[Collected data entries]
· · ·
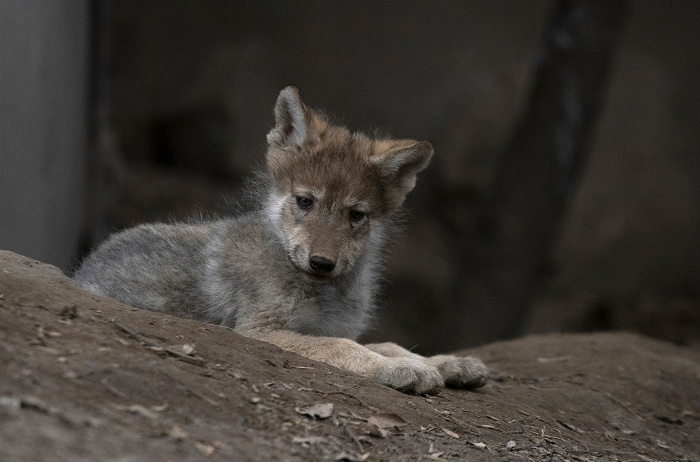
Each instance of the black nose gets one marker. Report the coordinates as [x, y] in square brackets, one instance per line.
[321, 264]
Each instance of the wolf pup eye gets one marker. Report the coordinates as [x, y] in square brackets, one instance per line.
[304, 202]
[356, 216]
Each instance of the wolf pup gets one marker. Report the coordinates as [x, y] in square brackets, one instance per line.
[303, 271]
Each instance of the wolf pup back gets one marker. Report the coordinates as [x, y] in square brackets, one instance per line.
[302, 271]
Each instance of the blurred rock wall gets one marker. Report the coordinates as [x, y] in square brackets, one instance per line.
[191, 85]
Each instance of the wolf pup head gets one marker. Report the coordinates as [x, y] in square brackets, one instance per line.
[332, 190]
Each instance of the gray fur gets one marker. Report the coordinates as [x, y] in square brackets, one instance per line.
[330, 196]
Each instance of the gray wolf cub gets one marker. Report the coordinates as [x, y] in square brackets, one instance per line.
[302, 272]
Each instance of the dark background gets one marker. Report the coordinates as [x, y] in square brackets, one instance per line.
[565, 191]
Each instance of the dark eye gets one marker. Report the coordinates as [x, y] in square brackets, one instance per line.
[304, 202]
[356, 215]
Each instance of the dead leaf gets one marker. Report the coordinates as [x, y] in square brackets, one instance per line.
[449, 432]
[178, 433]
[373, 430]
[306, 440]
[386, 420]
[344, 456]
[317, 411]
[205, 448]
[188, 349]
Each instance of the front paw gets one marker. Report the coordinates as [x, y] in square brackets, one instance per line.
[460, 372]
[410, 376]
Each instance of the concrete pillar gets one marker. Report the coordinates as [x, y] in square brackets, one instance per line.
[43, 110]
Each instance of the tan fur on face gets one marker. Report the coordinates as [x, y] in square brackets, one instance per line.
[340, 171]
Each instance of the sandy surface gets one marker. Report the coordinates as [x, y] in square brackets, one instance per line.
[87, 378]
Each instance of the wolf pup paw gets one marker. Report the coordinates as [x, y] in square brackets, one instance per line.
[411, 376]
[460, 372]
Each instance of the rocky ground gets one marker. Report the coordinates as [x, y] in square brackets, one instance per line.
[87, 378]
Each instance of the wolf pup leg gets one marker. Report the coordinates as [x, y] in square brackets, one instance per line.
[456, 371]
[405, 373]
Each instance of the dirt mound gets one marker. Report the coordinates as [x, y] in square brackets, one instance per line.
[87, 378]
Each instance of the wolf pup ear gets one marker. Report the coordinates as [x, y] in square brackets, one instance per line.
[399, 162]
[295, 122]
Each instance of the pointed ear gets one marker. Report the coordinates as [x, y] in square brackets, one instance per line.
[295, 123]
[399, 162]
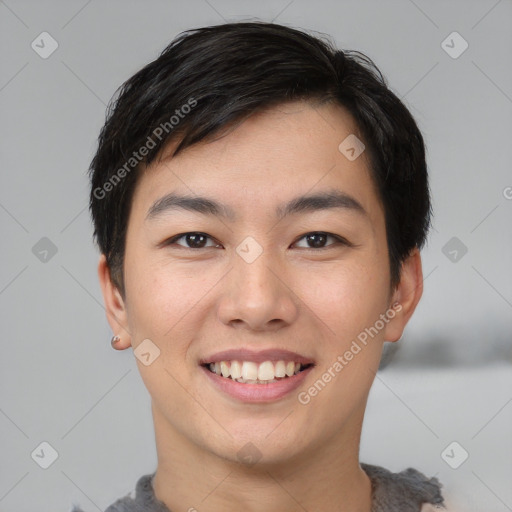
· · ·
» **GIVEN EXERCISE**: Can you transcribe all of the entries above word for word, with the pictures left out of your answer?

» **RESPONSE**:
Each instance of the black nose gets one marker. Report the coordinates as [x, y] in square brackets, one instance per line.
[321, 264]
Each instance of the wolf pup eye gets one marker. Report the coordinates as [x, y] in square brackets, one instance per line.
[304, 202]
[356, 216]
Each instance of the wolf pup gets one marker. Report the coordinates as [x, y] in square brackets, one instance per line.
[303, 271]
Each instance of the wolf pup back gets one marker. Report the coordinates as [x, y] in square brackets, one instance per line.
[302, 271]
Each instance of the blurred rock wall gets one marker. Report the coordinates as [x, y] in square brackets, one instance per line.
[191, 85]
Each instance of the wolf pup head gets one marker. Report the coordinates as [x, y] in square brackets, one instance per line.
[332, 190]
Each instance of the gray fur gets one marker. Report the coordinates as [x, y] in square brackets, one instance per line.
[330, 196]
Each instance of the gray wolf cub gets one marker. Report the coordinates as [x, y] in square brackets, one instance per line.
[302, 272]
Each instance of the dark background gets one marker. Report the coordinates as [x, y] in square brackets, one instance per line.
[565, 191]
Each instance of the dark eye gets one marker. Report the coordinates as [x, y] in square brackets, one instance per line.
[304, 202]
[356, 215]
Each instance of the dead leaf gets one marker. Report the coordinates as [x, y] in square brackets, one instance per line.
[449, 432]
[178, 433]
[373, 430]
[306, 440]
[386, 420]
[344, 456]
[317, 411]
[205, 448]
[188, 349]
Each instance of the front paw gets one marker. Report the coordinates as [x, y] in square brackets, one instance per line.
[460, 372]
[410, 376]
Each instance of the concrete pillar gets one marker. Report the coordinates as [x, y] in square brackets, one instance per line.
[43, 110]
Each instance of the tan fur on face gets one marker. Report the coordinates as [x, y] in square brackets, one instance per line.
[340, 171]
Each instance of the sandy surface gets one marker. Report the coordinates as [x, y] in square brackets, one instance per line.
[87, 378]
Each instance of the wolf pup paw gets one marker. Report the coordinates as [x, y] in square brackets, one instance per line.
[411, 376]
[460, 372]
Each instance of the rocky ground gets one marker. Report the coordinates as [x, y] in square brackets, one instance per line.
[87, 378]
Each instance of the wolf pup leg gets one marker. Report the coordinates as [x, y] in square brackets, one instance per line.
[456, 371]
[405, 373]
Each instance of the dirt mound gets one marker. Report the coordinates as [x, y] in square brackets, one instance per line.
[87, 378]
Each instance of the wolf pup ear gets one marker. Report the coordinates as [x, y] in square brackets, one instance per line.
[399, 162]
[295, 122]
Each instance of the pointed ear gets one marker. Report the coordinates as [x, y] in square brackets, one instance per line.
[295, 123]
[399, 162]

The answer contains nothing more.